Phrase grounding data:

--- --- ---

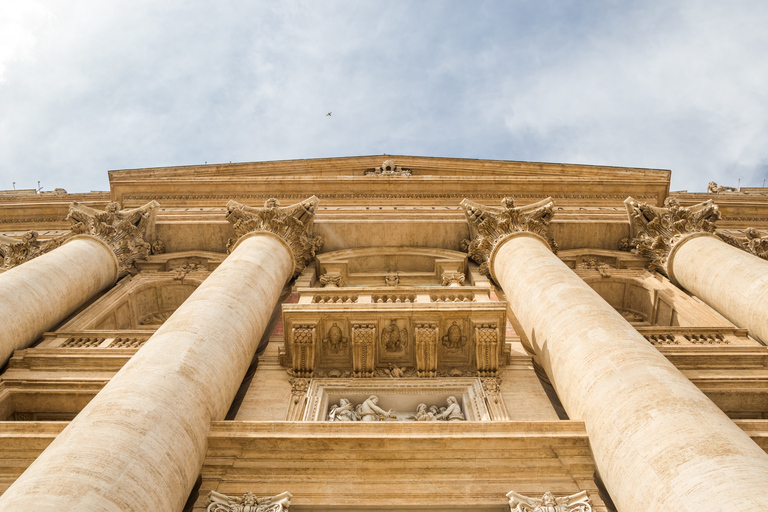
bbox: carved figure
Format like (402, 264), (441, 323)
(408, 403), (436, 421)
(322, 323), (348, 352)
(358, 395), (396, 421)
(382, 319), (408, 352)
(206, 490), (292, 512)
(435, 396), (465, 421)
(328, 398), (360, 421)
(507, 490), (592, 512)
(707, 181), (737, 193)
(461, 197), (556, 276)
(442, 321), (467, 349)
(384, 274), (399, 286)
(226, 197), (323, 278)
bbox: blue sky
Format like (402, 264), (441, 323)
(1, 1), (767, 193)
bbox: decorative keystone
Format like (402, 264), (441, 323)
(226, 196), (323, 279)
(460, 197), (556, 276)
(66, 201), (160, 278)
(624, 196), (720, 275)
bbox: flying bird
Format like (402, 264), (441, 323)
(326, 112), (332, 116)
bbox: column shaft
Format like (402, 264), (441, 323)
(0, 235), (118, 366)
(491, 233), (768, 512)
(669, 233), (768, 343)
(0, 232), (293, 512)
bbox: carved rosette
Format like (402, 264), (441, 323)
(226, 196), (323, 279)
(624, 197), (720, 275)
(0, 231), (72, 269)
(474, 323), (500, 377)
(351, 323), (376, 377)
(291, 324), (316, 378)
(414, 323), (438, 377)
(460, 197), (556, 276)
(718, 227), (768, 261)
(66, 201), (160, 278)
(206, 490), (292, 512)
(507, 490), (592, 512)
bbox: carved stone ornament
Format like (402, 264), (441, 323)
(441, 271), (465, 286)
(384, 273), (399, 286)
(206, 490), (292, 512)
(66, 200), (160, 278)
(624, 196), (720, 275)
(0, 231), (72, 269)
(382, 319), (408, 352)
(364, 159), (412, 176)
(707, 181), (737, 193)
(318, 272), (343, 287)
(718, 227), (768, 261)
(507, 490), (592, 512)
(225, 196), (323, 278)
(322, 323), (348, 352)
(442, 321), (467, 349)
(460, 197), (556, 276)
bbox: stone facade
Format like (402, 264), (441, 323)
(0, 156), (767, 511)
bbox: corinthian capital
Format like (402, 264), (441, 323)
(625, 196), (720, 275)
(0, 231), (72, 269)
(66, 200), (160, 278)
(226, 196), (323, 278)
(460, 197), (556, 276)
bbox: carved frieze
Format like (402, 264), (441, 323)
(351, 323), (376, 377)
(507, 490), (592, 512)
(414, 323), (439, 377)
(206, 490), (292, 512)
(474, 323), (500, 377)
(226, 197), (323, 278)
(624, 196), (720, 275)
(291, 324), (317, 378)
(0, 231), (72, 269)
(460, 197), (556, 276)
(66, 200), (160, 278)
(718, 227), (768, 261)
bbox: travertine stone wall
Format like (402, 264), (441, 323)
(0, 235), (118, 366)
(669, 233), (768, 344)
(0, 232), (293, 512)
(491, 232), (768, 512)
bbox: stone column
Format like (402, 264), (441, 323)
(462, 198), (768, 512)
(626, 197), (768, 344)
(0, 197), (322, 512)
(0, 201), (159, 366)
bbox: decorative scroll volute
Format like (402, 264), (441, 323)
(460, 197), (556, 276)
(226, 196), (323, 278)
(291, 324), (316, 378)
(414, 323), (438, 377)
(474, 323), (500, 377)
(507, 490), (592, 512)
(66, 201), (160, 278)
(624, 196), (720, 275)
(0, 231), (71, 269)
(206, 490), (292, 512)
(351, 323), (376, 377)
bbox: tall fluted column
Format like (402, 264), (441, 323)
(0, 201), (159, 366)
(626, 197), (768, 344)
(462, 198), (768, 512)
(0, 197), (322, 512)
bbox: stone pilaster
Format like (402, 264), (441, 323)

--- --- ---

> THE PROBLEM:
Repeat the data above exactly, but not the pictures.

> RESULT:
bbox: carved figure
Format like (402, 264), (441, 323)
(408, 403), (436, 421)
(322, 323), (348, 352)
(358, 395), (396, 421)
(382, 319), (408, 352)
(206, 490), (292, 512)
(435, 396), (465, 421)
(328, 398), (360, 421)
(507, 490), (592, 512)
(707, 181), (737, 193)
(461, 197), (556, 276)
(442, 321), (467, 349)
(384, 274), (399, 286)
(226, 197), (323, 278)
bbox: blue sky
Format like (402, 264), (441, 323)
(1, 1), (767, 193)
bbox: decorative keystone
Format like (402, 264), (441, 323)
(226, 196), (323, 279)
(460, 197), (556, 276)
(66, 201), (160, 278)
(624, 196), (720, 275)
bbox: flying bird
Format like (402, 264), (441, 323)
(326, 112), (332, 116)
bbox: column shaft
Format like (402, 264), (441, 323)
(0, 235), (118, 366)
(491, 233), (768, 512)
(669, 233), (768, 343)
(0, 232), (293, 512)
bbox: carved rosette
Format like (402, 264), (441, 323)
(226, 196), (323, 279)
(624, 197), (720, 275)
(0, 231), (72, 269)
(474, 323), (500, 377)
(351, 323), (376, 377)
(291, 324), (316, 378)
(414, 323), (438, 377)
(460, 197), (556, 276)
(718, 227), (768, 261)
(66, 201), (160, 278)
(206, 490), (292, 512)
(507, 490), (592, 512)
bbox: carved stone ornament
Format like (402, 264), (441, 323)
(441, 271), (465, 286)
(384, 273), (399, 286)
(206, 490), (292, 512)
(66, 200), (160, 278)
(624, 196), (720, 275)
(0, 231), (72, 269)
(382, 319), (408, 352)
(364, 159), (412, 176)
(707, 181), (737, 193)
(318, 272), (343, 287)
(718, 227), (768, 261)
(507, 490), (592, 512)
(225, 196), (323, 278)
(322, 323), (348, 352)
(442, 321), (467, 349)
(460, 197), (556, 276)
bbox: stone facade
Format like (402, 264), (441, 323)
(0, 156), (767, 511)
bbox: corinthian capital
Format like (402, 264), (441, 323)
(625, 196), (720, 275)
(0, 231), (72, 269)
(66, 200), (160, 278)
(226, 196), (323, 278)
(460, 197), (556, 276)
bbox: carved frieze
Format like (402, 264), (441, 323)
(351, 323), (376, 377)
(507, 490), (592, 512)
(414, 323), (439, 377)
(206, 490), (292, 512)
(474, 323), (500, 377)
(226, 197), (323, 278)
(624, 196), (720, 275)
(291, 324), (317, 378)
(0, 231), (72, 269)
(460, 197), (556, 276)
(66, 200), (160, 278)
(718, 227), (768, 261)
bbox: travertine stone wall
Format like (402, 264), (441, 323)
(0, 235), (118, 366)
(669, 233), (768, 344)
(0, 232), (293, 512)
(491, 232), (768, 512)
bbox: stone column
Format like (402, 264), (441, 323)
(462, 198), (768, 512)
(626, 197), (768, 344)
(0, 197), (322, 512)
(0, 201), (159, 366)
bbox: decorative scroll volute
Format like (402, 264), (441, 323)
(460, 197), (556, 276)
(226, 196), (323, 278)
(291, 324), (316, 378)
(414, 323), (438, 377)
(474, 323), (500, 377)
(507, 490), (592, 512)
(66, 201), (160, 278)
(624, 196), (720, 275)
(0, 231), (71, 269)
(206, 490), (292, 512)
(351, 323), (376, 377)
bbox: tall fluted column
Format like (402, 264), (441, 323)
(0, 201), (159, 366)
(626, 197), (768, 344)
(462, 198), (768, 512)
(0, 197), (322, 512)
bbox: stone pilaster
Format like (402, 264), (441, 323)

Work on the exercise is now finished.